Detalhes do problema: Informe quantas linhas das entradas abaixo contêm a palavra "petal". Responda apenas com o número.

Dados de entrada:

++++++++++

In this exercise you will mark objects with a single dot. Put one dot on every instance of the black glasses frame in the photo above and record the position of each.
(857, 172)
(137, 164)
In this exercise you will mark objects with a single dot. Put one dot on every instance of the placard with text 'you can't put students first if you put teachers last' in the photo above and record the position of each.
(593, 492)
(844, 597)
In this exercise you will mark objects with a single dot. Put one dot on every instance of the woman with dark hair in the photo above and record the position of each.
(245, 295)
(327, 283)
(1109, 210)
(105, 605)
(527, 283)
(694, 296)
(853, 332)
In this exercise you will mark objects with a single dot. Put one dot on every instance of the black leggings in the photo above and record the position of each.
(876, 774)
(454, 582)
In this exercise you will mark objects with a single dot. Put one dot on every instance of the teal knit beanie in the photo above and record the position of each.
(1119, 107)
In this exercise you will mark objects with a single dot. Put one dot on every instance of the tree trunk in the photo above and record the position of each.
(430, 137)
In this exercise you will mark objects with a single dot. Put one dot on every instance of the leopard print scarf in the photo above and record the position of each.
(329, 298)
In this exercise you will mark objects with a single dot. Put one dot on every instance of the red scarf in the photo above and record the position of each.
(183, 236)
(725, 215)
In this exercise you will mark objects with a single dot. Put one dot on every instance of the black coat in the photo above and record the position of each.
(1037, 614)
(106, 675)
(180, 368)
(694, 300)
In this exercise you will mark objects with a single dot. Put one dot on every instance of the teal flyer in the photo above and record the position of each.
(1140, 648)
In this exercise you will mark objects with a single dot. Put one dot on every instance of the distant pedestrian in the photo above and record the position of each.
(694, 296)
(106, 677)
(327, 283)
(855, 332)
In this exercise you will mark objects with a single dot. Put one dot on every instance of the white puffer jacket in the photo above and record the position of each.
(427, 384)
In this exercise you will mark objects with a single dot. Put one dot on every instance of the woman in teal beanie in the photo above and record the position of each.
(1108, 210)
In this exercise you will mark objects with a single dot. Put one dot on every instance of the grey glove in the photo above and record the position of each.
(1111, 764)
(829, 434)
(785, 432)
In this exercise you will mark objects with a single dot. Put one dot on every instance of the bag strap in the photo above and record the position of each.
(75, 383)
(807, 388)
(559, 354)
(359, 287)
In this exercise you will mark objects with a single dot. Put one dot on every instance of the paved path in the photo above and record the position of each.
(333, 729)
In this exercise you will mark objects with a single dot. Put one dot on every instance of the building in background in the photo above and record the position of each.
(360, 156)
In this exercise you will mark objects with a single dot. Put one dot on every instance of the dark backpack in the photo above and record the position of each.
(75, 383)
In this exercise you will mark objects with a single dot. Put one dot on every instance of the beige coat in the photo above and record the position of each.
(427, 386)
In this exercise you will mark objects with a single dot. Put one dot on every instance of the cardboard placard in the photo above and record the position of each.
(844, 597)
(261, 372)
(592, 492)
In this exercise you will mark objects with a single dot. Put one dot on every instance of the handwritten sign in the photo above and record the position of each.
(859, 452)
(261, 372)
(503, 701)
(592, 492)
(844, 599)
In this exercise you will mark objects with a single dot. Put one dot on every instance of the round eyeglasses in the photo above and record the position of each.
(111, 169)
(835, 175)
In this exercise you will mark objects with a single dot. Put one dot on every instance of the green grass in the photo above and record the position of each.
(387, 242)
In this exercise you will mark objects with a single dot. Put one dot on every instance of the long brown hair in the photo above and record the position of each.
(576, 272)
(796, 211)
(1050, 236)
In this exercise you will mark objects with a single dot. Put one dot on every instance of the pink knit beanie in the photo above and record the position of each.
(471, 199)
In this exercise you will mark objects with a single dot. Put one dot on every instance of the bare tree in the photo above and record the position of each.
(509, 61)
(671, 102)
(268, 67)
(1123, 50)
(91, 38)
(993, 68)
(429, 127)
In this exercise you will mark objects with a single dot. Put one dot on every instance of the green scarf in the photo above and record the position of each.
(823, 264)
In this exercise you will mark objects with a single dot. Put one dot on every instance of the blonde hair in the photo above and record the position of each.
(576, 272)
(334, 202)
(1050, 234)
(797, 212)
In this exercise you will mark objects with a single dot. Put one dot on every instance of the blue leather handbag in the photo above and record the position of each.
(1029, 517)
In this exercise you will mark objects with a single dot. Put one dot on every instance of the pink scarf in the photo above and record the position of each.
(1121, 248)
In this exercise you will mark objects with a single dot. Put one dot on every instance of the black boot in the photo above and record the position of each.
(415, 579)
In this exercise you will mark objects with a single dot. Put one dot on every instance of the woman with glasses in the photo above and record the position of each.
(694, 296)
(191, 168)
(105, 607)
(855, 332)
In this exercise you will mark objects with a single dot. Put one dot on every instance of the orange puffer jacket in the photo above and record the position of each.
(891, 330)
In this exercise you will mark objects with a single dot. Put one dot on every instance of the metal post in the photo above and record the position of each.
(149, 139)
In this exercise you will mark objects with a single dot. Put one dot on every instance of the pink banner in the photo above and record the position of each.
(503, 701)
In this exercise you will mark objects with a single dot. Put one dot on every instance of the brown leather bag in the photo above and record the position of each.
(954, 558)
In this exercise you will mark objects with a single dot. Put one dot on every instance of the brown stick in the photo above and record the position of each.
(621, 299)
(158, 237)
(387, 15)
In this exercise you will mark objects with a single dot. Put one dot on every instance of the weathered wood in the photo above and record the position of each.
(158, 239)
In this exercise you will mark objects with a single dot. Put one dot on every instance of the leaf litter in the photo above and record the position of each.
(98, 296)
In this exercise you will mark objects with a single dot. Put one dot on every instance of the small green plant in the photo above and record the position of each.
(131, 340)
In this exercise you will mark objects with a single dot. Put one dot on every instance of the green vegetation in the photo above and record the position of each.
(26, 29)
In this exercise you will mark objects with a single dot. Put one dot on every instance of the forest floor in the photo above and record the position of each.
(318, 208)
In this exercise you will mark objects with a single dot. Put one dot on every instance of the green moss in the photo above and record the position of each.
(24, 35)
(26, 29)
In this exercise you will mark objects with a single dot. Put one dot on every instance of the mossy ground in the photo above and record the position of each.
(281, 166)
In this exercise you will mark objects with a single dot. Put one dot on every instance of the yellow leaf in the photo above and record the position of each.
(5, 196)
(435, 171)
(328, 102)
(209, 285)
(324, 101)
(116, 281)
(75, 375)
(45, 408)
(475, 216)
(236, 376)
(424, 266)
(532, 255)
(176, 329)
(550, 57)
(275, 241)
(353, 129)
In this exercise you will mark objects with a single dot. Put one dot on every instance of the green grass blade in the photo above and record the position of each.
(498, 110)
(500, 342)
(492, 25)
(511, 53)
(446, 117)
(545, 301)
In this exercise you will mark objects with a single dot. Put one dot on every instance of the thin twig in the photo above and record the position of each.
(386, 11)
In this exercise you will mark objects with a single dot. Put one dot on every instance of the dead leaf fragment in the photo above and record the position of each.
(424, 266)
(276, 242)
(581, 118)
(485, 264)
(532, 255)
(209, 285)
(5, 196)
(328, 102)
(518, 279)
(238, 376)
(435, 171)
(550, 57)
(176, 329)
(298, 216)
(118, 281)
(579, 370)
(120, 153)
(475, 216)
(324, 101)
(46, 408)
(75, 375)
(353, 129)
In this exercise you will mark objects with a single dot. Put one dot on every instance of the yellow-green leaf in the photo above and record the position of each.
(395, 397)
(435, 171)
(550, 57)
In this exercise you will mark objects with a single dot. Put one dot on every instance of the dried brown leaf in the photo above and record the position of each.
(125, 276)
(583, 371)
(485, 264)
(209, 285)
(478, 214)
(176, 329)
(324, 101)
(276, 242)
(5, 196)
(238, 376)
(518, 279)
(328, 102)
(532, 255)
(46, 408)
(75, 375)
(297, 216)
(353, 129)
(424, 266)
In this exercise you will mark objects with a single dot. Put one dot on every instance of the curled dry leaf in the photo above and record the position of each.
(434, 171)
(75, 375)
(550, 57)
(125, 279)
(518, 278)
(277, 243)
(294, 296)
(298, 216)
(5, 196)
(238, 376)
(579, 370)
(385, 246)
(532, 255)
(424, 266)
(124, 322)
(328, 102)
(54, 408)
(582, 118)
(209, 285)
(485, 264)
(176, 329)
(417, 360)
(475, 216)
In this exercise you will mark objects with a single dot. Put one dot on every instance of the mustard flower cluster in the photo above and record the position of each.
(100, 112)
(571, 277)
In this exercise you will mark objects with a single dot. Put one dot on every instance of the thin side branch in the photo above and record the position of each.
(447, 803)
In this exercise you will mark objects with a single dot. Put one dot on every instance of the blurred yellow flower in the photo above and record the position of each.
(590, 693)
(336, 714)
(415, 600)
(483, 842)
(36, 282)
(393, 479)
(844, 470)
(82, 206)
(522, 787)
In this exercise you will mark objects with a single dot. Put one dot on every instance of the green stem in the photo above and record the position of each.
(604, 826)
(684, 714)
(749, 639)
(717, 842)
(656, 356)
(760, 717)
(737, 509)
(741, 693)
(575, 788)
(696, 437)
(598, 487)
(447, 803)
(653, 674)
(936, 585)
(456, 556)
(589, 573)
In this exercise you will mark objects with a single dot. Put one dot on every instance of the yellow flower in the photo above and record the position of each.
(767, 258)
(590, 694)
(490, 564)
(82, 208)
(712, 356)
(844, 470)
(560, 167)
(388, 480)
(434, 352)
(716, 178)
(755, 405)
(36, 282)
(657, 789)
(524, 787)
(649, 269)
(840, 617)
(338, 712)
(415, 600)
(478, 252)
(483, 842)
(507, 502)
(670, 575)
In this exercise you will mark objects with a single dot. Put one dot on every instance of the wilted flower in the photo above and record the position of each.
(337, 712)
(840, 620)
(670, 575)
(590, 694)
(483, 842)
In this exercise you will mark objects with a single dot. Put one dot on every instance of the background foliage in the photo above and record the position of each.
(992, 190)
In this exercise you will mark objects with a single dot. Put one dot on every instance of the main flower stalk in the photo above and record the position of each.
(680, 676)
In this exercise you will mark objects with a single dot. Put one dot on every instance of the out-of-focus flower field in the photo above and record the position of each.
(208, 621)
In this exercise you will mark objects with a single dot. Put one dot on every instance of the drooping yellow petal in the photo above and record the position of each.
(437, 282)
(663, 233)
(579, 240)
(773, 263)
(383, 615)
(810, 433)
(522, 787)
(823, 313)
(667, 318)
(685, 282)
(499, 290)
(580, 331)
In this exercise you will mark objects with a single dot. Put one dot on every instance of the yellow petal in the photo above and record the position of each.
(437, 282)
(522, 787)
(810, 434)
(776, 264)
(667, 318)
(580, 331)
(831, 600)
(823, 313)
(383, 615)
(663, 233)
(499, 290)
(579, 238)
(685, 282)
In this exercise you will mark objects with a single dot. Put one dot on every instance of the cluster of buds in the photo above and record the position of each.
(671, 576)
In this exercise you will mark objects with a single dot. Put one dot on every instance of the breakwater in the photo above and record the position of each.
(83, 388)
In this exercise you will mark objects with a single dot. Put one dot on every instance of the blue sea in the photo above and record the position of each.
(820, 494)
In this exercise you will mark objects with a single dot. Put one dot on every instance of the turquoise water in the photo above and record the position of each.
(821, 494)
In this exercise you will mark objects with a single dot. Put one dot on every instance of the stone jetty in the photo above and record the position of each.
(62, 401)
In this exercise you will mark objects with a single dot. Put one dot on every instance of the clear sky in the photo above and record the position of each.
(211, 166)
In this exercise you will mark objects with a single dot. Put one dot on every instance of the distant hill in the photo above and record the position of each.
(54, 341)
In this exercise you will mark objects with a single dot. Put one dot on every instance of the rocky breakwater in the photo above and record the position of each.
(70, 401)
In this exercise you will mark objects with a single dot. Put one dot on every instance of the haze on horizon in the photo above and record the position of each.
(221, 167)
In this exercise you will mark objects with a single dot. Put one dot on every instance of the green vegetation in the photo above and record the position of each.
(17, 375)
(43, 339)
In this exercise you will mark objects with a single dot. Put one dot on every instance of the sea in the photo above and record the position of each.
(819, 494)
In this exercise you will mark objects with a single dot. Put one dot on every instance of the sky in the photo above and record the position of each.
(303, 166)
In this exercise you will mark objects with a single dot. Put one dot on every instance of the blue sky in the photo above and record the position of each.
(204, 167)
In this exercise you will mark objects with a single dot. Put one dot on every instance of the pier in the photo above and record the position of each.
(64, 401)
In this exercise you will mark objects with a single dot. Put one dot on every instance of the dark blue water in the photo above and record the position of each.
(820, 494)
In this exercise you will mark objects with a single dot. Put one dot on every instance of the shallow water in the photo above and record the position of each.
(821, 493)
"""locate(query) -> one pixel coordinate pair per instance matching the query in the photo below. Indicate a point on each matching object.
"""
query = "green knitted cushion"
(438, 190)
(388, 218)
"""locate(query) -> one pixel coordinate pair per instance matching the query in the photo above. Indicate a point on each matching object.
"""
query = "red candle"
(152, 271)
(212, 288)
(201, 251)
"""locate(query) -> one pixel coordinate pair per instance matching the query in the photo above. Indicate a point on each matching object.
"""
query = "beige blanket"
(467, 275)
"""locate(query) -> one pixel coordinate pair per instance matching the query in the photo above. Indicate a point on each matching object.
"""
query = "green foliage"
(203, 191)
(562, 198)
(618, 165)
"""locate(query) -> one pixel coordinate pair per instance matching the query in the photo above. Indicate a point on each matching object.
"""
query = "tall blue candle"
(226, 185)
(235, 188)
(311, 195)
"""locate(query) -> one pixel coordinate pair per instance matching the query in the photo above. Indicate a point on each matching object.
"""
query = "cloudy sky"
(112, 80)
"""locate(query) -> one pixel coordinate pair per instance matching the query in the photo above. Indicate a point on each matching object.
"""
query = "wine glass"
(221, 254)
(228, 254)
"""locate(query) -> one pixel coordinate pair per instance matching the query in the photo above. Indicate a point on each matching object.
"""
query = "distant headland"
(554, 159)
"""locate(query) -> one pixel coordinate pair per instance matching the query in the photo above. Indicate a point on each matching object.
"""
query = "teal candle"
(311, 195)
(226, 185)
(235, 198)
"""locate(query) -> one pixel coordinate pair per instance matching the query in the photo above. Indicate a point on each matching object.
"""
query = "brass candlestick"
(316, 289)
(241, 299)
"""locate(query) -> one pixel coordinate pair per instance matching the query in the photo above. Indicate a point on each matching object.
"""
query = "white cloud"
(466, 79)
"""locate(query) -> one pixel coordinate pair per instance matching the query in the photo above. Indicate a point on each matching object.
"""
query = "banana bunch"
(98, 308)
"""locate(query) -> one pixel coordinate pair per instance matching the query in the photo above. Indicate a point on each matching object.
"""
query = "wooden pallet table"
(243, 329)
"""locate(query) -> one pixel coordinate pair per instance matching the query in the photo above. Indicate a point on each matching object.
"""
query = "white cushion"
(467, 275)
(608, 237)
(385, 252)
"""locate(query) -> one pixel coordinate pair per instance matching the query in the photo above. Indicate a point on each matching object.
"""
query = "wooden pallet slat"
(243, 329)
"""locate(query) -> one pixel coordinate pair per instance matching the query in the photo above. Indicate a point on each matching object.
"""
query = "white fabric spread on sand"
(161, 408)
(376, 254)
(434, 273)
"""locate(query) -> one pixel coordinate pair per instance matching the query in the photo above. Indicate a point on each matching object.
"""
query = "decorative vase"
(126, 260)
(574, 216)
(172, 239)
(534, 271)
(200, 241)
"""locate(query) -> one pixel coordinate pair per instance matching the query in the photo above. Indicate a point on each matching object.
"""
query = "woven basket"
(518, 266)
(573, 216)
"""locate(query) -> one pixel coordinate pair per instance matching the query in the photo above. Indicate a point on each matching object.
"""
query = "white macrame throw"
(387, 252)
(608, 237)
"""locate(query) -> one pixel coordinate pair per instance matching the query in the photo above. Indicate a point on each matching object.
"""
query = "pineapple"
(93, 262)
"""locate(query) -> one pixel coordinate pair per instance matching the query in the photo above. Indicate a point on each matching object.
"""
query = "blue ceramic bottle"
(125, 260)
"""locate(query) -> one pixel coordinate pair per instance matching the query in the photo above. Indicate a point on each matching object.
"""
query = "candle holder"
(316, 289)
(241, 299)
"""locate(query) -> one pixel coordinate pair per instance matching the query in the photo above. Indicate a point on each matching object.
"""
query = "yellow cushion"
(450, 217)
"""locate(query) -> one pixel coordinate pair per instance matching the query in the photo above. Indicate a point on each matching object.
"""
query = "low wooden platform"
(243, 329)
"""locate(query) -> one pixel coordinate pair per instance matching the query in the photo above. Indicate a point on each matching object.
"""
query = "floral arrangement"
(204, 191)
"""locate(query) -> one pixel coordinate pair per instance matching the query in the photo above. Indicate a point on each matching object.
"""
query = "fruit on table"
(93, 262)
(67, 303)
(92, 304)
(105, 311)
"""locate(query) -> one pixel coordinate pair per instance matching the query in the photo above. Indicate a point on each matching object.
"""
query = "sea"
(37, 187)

++++++++++

Resposta do exercício: 2